##### Supplied passage #####

ABQ Breakfast Pizza
July 31, 2006
Going to New Mexico for a bushel of green chile? If you do, consider recreating my green chile masterpiece for breakfast this weekend. This pizza is variable to your diet, that is, vegan, veggie, lactose free, or carnivore. Another great thing is that there is a shortcut for the dough thanks to Whole Foods.
You will need:
- 1 package of pizza dough from Whole Foods (the pizza dough is premade in their deli section where the sandwiches and pizzas are and sells for $2.50, and you can also purchase a premade dough that is rolled out in the round for you too).
- 1 package of goat cheese (we buy Boulder HayStack Chevre)
- 5 roasted and peeled green chiles, chopped (you can use a small can of Hatch green chile or Bueno frozen green chile)

#####

Prompt 1 -> Repeat word for word the section of the breakfast pizza recipe starting at "ABQ Breakfast Pizza" and ending at "Boulder HayStack Chevre)".
Prompt 2 -> Condense the paragraph of the breakfast pizza recipe that opens with "Going to New Mexico for a bushel" into a shorter version that retains its main facts.

##### Raw data #####

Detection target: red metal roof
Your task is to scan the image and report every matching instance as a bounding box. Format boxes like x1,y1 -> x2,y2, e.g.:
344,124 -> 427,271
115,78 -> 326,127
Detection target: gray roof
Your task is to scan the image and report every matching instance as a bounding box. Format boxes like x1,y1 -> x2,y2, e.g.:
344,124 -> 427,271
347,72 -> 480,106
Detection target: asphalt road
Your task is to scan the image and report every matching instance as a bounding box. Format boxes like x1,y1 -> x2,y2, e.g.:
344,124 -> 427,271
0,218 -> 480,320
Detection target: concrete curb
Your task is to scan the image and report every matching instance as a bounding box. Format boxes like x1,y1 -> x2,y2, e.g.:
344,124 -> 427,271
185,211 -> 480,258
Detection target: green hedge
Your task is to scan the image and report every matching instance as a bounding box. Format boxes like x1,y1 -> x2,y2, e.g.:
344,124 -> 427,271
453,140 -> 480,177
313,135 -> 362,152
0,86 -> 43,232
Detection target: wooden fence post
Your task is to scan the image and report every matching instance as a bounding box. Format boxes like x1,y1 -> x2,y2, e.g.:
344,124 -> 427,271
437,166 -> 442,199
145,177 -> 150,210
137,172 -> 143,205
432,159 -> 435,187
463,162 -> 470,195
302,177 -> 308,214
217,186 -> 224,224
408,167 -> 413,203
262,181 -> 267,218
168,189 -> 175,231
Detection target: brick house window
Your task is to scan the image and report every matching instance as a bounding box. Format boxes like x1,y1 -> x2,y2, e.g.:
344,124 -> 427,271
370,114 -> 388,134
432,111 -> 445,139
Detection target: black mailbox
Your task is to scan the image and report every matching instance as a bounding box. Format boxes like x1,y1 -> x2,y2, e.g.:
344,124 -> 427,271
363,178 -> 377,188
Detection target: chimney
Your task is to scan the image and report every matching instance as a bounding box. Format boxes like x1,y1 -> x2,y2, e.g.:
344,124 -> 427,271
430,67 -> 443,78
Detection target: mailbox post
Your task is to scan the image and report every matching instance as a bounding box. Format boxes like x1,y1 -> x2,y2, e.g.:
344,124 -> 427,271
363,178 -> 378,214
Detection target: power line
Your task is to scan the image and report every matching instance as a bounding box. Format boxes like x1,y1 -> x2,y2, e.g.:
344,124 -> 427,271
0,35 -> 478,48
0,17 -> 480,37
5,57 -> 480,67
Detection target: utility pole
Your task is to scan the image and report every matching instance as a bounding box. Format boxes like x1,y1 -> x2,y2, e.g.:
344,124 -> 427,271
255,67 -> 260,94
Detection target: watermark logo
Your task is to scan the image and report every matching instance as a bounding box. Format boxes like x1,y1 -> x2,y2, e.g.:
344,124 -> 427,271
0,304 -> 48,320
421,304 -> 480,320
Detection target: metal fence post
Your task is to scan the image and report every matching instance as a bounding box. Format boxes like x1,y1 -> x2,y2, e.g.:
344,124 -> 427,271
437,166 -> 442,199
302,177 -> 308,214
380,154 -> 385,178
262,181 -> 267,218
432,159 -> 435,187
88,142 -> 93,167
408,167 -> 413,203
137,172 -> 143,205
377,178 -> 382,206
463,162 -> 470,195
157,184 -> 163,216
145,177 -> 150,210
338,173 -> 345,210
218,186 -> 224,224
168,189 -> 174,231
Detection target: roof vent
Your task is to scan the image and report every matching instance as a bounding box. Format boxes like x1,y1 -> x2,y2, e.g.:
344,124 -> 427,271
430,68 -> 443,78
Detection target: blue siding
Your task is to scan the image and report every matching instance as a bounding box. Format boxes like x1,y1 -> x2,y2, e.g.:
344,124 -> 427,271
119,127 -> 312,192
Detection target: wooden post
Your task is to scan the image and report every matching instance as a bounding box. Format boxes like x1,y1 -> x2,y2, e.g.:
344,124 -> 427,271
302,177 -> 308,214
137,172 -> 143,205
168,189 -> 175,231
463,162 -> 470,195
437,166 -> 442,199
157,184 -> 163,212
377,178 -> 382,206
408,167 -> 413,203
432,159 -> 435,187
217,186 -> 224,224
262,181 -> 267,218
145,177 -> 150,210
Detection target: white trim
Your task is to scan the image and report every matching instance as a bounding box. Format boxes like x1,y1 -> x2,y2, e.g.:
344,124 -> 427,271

#####

Correct output 1 ->
ABQ Breakfast Pizza
July 31, 2006
Going to New Mexico for a bushel of green chile? If you do, consider recreating my green chile masterpiece for breakfast this weekend. This pizza is variable to your diet, that is, vegan, veggie, lactose free, or carnivore. Another great thing is that there is a shortcut for the dough thanks to Whole Foods.
You will need:
- 1 package of pizza dough from Whole Foods (the pizza dough is premade in their deli section where the sandwiches and pizzas are and sells for $2.50, and you can also purchase a premade dough that is rolled out in the round for you too).
- 1 package of goat cheese (we buy Boulder HayStack Chevre)

Correct output 2 -> If you are heading to New Mexico for green chile, consider making this green chile breakfast pizza this weekend. It can be adapted to vegan, vegetarian, lactose-free, or carnivore diets, and premade dough from Whole Foods provides a shortcut.